Give all the data again exactly.

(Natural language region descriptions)
-- Opening Marker --

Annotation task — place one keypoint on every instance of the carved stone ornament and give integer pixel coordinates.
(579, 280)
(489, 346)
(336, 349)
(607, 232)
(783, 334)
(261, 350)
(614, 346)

-- Closing Marker --

» Answer section:
Annotation task — place one keypoint on every instance of the carved stone ornament and give integer pixel coordinates.
(579, 280)
(489, 346)
(336, 349)
(607, 232)
(783, 334)
(261, 350)
(614, 346)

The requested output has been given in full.